### Exercise inputs:
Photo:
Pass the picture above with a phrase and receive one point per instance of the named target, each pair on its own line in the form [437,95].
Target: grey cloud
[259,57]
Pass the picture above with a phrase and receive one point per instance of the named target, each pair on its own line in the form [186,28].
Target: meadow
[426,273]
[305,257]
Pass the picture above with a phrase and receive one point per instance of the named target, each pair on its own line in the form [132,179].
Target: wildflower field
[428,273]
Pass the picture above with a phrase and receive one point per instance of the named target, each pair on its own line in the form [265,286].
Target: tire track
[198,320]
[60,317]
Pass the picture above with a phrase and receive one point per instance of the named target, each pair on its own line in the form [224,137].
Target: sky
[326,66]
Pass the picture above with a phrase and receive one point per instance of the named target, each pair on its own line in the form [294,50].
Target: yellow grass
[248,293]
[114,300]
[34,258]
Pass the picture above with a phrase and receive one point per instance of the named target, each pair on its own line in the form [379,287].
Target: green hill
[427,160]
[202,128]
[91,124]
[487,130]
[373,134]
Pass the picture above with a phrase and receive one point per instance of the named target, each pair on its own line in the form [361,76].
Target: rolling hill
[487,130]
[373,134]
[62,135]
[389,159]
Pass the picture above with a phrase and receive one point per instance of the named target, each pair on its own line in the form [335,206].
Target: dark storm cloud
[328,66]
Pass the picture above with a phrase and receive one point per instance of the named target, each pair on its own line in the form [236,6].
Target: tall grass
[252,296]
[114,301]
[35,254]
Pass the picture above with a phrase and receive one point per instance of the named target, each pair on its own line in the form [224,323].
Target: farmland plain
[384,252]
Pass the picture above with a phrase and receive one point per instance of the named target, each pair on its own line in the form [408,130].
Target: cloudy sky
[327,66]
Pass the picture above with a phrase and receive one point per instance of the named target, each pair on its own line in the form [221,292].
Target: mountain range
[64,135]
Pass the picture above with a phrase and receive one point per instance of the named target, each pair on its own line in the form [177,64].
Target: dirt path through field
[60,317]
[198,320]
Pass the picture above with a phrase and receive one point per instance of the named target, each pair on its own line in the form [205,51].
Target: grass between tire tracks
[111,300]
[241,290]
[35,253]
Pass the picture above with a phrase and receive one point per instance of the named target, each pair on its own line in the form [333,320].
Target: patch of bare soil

### Assignment:
Give the records above again in full, keeping every character unchanged.

### Expected answer:
Photo:
Pass the picture above with a phrase and receive one point per instance of the named target, each pair on its own line in the form [437,95].
Target: grey cloud
[259,57]
Pass the picture above with a phrase and receive one point per instance of the named target, each pair on its own line in the form [186,28].
Target: meadow
[426,273]
[305,257]
Pass the picture above with a phrase and receive one point per instance of the named target, each pair on its own line in the form [132,179].
Target: wildflower field
[428,273]
Pass the picture above with a phrase and receive one point per instance of the named target, each pair on its own line in the form [265,286].
Target: tire track
[198,320]
[60,317]
Pass the picture above with a phrase and receive one point per instance of the named target, each pair on its own line in the form [224,137].
Target: sky
[326,66]
Pass the picture above with a phrase and receive one point per instance of the named target, each pair on its own line in the form [294,50].
Target: yellow grass
[248,293]
[114,300]
[34,258]
Pass the picture above with a phrase and receive one point per instance of the named target, each pair on its own line in the form [379,287].
Target: green hill
[427,160]
[202,128]
[91,124]
[487,130]
[373,134]
Pass the picture above with a phrase and receive one point per instance of the named target, each pair on its own line in the form [361,76].
Target: rolling hill
[487,130]
[373,134]
[62,135]
[389,159]
Pass the picture above with a phrase and receive one point per instance of the named target, each pair on its own line in the form [335,206].
Target: dark storm cloud
[328,66]
Pass the picture above with a phrase and receive one point per instance of the named target, each pair on its own line in the form [236,6].
Target: tall grass
[252,296]
[114,301]
[35,254]
Pass the picture above with a phrase and receive one point per instance of the named target, each pair on its own line in the form [224,323].
Target: farmland plain
[384,252]
Pass the picture above with a phrase and receive one point per instance of the named target, each pair on its own line in the form [408,130].
Target: cloudy sky
[327,66]
Pass the picture above with a phrase and receive one point per instance of the named target, each pair on its own line in the form [221,292].
Target: mountain range
[64,135]
Pass the picture above with a phrase and receive one point per instance of the named target, each pair on its own line in the form [177,64].
Target: dirt path through field
[60,317]
[198,320]
Pass the picture above with a phrase and receive one point per instance of the named target, each pair on its own line in the form [205,51].
Target: grass between tire tracks
[111,300]
[241,290]
[35,253]
Pass the picture above with a phrase and receive one point per instance of the named target, each pair on its own line in the form [333,320].
Target: patch of bare soil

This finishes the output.